▶ [Daftar Tugas]:
1 – Menurut artikel tentang kredit perbankan di bawah, berapa rasio pinjaman (loan to deposit ratio) pada Desember 2008?
2 – Teruskan artikel tentang kredit perbankan di bawah, dimulai setelah kalimat terakhirnya.

▶ [Teks Bacaan]:

- - -

BERITA DARI ANDA UNTUK MEDIA KLATEN

Home » » Simalakama di Pusaran Krisis

Simalakama di Pusaran Krisis

Written By gusdurian on Senin, 23 Maret 2009 | 12.40

Simalakama di Pusaran Krisis
Perbankan masih enggan menurunkan suku bunga. Prospek ekonomi yang melambat jadi salah satu penyebabnya.
EKSEKUTIF sebuah perusahaan mengeluhkan masih sulitnya mencari kredit modal kerja. ”Untuk Rp 3 miliar saja, kami harus mengajukan personal guarantee,” katanya. Padahal, delapan bulan lalu, bank tersebut masih menawarkan pinjaman hingga Rp 50 miliar.

Tentu ini bukan soal likuiditas. Melongok indikator perbankan di situs Bank Indonesia, terlihat bahwa simpanan pihak ketiga di perbankan masih sangat tinggi, yakni Rp 1.746 triliun atau hanya turun 0,4 persen. Namun penyaluran kreditnya ambles lebih tajam, yakni 2,1 persen, menjadi hanya Rp 1.325 triliun. Rasio pinjaman (loan to deposit ratio) pun turun mulai Agustus (79 persen) menjadi 74,5 persen pada Desember 2008. Sebaliknya, dana yang disimpan di Sertifikat Bank Indonesia melonjak luar biasa, yakni 25 persen menjadi Rp 208,5 triliun pada Januari lalu.

Deputi Direktur Penelitian dan Pengaturan Perbankan Bank Indonesia Wimboh Santoso mengatakan, ekspansi kredit sepanjang tahun ini belum sampai Rp 2 triliun menjadi Rp 1.286 triliun. Angka ini jauh merosot dibandingkan periode yang sama tahun lalu yang mencapai Rp 34 triliun. Juga lebih buruk dibandingkan posisi awal tahun 2007. ”Kita masih menunggu perkembangan sampai April-Mei nanti,” katanya di Jakarta pekan lalu, seperti dikutip Eko Nopiansyah dari Tempo.

- - -

▶ [Catatan Data]:
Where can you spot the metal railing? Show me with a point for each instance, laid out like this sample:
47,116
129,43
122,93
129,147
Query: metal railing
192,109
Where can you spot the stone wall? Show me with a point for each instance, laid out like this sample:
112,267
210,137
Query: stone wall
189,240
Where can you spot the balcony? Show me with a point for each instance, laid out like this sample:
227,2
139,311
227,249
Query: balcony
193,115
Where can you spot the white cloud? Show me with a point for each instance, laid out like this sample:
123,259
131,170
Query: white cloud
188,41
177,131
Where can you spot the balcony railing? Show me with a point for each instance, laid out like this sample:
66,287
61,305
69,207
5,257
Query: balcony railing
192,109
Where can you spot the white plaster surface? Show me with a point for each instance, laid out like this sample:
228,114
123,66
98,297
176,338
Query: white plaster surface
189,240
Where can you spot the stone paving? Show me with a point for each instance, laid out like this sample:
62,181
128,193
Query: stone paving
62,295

- - -

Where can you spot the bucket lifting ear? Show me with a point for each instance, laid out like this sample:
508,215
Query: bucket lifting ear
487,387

- - -

▶ [Hasil Tiap Tugas]:
1 – Rasionya 74,5 persen.

2 –
Tahun ini, kata Wimboh, ekspansi kredit kemungkinan akan sebesar 18-20 persen. Namun kalangan perbankan memperkirakan pertumbuhan kredit kemungkinan hanya 15,6 persen, jauh di bawah angka tahun lalu yang mencapai 31 persen. Ini karena krisis keuangan global dipastikan akan membuat perekonomian dunia melambat. Dampaknya terhadap Indonesia sungguh besar. Menteri Perdagangan Mari Elka Pangestu memperkirakan pertumbuhan ekspor Indonesia tahun ini akan negatif. Januari lalu saja, ekspor Indonesia jatuh 36 persen.

Perdagangan domestik juga tak kalah buruknya. Penjualan mobil diperkirakan turun 26 persen. Kalangan pelaku industri semen meramalkan konsumsi semen tahun ini tidak akan tumbuh alias stagnan. Tahun lalu, permintaan semen masih 11 persen. Bahkan konsumsi semen di semester pertama mencapai 21 persen, namun anjlok di semester berikutnya akibat ekonomi melambat. Sektor yang lain juga tak kalah buruknya. Rendahnya inflasi bisa juga menjadi indikator bahwa tingkat permintaan konsumen jauh menurun dibandingkan tahun sebelumnya.

Akibatnya, kata analis perbankan Mirza Adityaswara, permintaan kredit diperkirakan akan menurun. ”Pasti tidak akan sebesar tahun lalu,” katanya. Wakil Direktur Utama Bank BCA Jahja Setiaatmadja mengatakan perbankan bukannya tak mau menyalurkan pinjaman. ”Permintaannya memang masih rendah,” katanya. Dia menambahkan, biasanya kredit mulai menanjak pada Juni-Juli, dan akan mencapai puncaknya pada Desember. ”Siklusnya selalu begitu dalam 6-7 tahun terakhir,” katanya.

Itu sebabnya, kata Jahja, banyak bank memilih menempatkan dananya di Sertifikat Bank Indonesia. ”Ini untuk mengamankan dana saja, bukan karena kita tidak mau menyalurkan kredit,” katanya berkilah. Menurut dia, perbankan sebetulnya rugi menempatkan dananya di SBI karena bunganya hanya 8-9 persen, sementara jika disalurkan menjadi kredit bisa sekitar 13 persen. Wakil Direktur Utama Bank BII Sukatmo Padmosukarso menambahkan, bank juga rugi karena rata-rata bunga deposito sekarang masih di atas 10 persen.

Tapi, berbeda dengan Jahja, Sukatmo juga menyebut soal risiko kredit yang terus meningkat belakangan ini, yang membuat bank memilih menempatkan dananya di SBI. Krisis memang sudah menghantam perusahaan dari berbagai sisi. Nilai tukar rupiah yang melemah membuat biaya produksi meningkat, terutama untuk perusahaan yang berbahan baku impor. Di sisi penjualan, permintaan konsumen menurun. ”Stress test yang kami lakukan memang menunjukkan kemampuan debitor membayar kredit semakin lemah,” kata Sukatmo.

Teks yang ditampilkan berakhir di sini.